§ **Task prompt**:
Render the following material again verbatim, leaving nothing out.

§ **Provided data**:
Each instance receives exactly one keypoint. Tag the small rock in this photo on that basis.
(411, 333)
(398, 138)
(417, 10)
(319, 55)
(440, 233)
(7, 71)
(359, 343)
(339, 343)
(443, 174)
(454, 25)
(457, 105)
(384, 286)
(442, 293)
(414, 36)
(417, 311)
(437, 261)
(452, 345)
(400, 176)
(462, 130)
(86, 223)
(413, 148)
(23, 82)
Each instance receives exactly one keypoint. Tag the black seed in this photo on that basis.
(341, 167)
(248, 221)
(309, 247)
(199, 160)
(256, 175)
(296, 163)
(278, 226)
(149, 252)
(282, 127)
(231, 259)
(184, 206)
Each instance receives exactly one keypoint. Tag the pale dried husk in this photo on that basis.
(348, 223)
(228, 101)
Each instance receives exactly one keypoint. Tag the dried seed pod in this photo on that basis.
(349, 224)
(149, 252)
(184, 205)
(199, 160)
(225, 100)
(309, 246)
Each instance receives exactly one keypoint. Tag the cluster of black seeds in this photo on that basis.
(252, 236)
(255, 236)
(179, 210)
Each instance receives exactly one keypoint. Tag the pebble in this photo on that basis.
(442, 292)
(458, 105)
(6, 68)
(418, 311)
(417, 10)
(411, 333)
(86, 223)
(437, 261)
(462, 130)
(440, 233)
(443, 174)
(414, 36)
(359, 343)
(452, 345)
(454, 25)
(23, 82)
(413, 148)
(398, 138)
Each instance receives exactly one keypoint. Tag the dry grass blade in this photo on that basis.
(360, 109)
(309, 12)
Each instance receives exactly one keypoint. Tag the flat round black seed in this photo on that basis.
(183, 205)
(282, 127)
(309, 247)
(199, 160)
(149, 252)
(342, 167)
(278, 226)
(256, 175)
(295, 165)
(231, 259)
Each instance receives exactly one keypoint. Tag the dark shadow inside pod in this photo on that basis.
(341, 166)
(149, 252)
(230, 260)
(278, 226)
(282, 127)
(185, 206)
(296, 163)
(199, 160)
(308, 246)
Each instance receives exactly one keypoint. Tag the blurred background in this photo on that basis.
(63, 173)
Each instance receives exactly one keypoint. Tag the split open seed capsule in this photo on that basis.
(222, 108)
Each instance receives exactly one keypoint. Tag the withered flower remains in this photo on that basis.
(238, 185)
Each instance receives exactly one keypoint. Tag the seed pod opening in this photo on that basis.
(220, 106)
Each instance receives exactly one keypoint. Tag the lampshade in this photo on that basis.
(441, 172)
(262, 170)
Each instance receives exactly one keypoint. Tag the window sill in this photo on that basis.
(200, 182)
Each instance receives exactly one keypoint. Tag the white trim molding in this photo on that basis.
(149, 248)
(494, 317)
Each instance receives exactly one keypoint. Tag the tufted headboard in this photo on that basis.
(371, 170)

§ **Written answer**:
Each instance receives exactly one keypoint. Tag the small rock in this photo on that basis.
(411, 333)
(398, 138)
(417, 10)
(319, 55)
(440, 233)
(7, 71)
(359, 343)
(339, 343)
(443, 174)
(454, 25)
(457, 105)
(384, 286)
(442, 293)
(414, 36)
(417, 311)
(437, 261)
(452, 345)
(400, 176)
(462, 130)
(86, 223)
(413, 148)
(23, 82)
Each instance receives exactly one keypoint. Tag the black seed in this photo on that basis.
(341, 167)
(248, 221)
(309, 247)
(199, 160)
(256, 175)
(296, 163)
(278, 226)
(149, 252)
(282, 127)
(231, 259)
(184, 206)
Each instance receives exactly one keypoint. Tag the pale dried husk in this photo on that basis.
(348, 223)
(228, 101)
Each instance receives exactly one keypoint. Tag the dried seed pod in this photo on that basis.
(349, 224)
(149, 252)
(184, 205)
(199, 160)
(225, 100)
(309, 246)
Each instance receives exactly one keypoint. Tag the cluster of black seeds in this photo on that basis.
(252, 236)
(255, 236)
(179, 210)
Each instance receives exactly one keypoint. Tag the pebble in this photo on that basis.
(442, 292)
(458, 105)
(6, 68)
(418, 311)
(417, 10)
(411, 333)
(86, 223)
(437, 261)
(462, 130)
(440, 233)
(443, 174)
(414, 36)
(359, 343)
(452, 345)
(454, 25)
(23, 82)
(413, 148)
(398, 138)
Each instance receives exactly one keypoint. Tag the dry grass blade in this photo on that basis.
(360, 109)
(309, 12)
Each instance receives exactly one keypoint. Tag the flat round black seed in this photo on that basis.
(183, 205)
(282, 127)
(309, 247)
(199, 160)
(149, 252)
(342, 167)
(278, 226)
(256, 175)
(295, 165)
(231, 259)
Each instance receives exactly one keypoint. Tag the dark shadow inside pod in this photo on that basis.
(341, 166)
(149, 252)
(230, 260)
(278, 226)
(282, 127)
(185, 206)
(296, 163)
(199, 160)
(308, 246)
Each instance receives exactly one keypoint. Tag the blurred background in this photo on that basis.
(63, 173)
Each instance receives exactly one keypoint. Tag the split open seed capsule in this photo on that basis.
(222, 108)
Each instance receives exactly one keypoint. Tag the withered flower remains in this photo on that basis.
(238, 185)
Each instance receives exactly one keypoint. Tag the seed pod opening in this photo on that basis.
(220, 106)
Each instance receives exactly one keypoint. Tag the lampshade in this photo on that basis.
(441, 172)
(262, 170)
Each instance receives exactly one keypoint. Tag the window sill in this photo on that basis.
(200, 182)
Each instance receives exactly one keypoint. Tag the white trim molding in this photo on that basis.
(149, 248)
(494, 317)
Each instance receives exactly one keypoint. Tag the tufted headboard in this photo on that basis.
(371, 170)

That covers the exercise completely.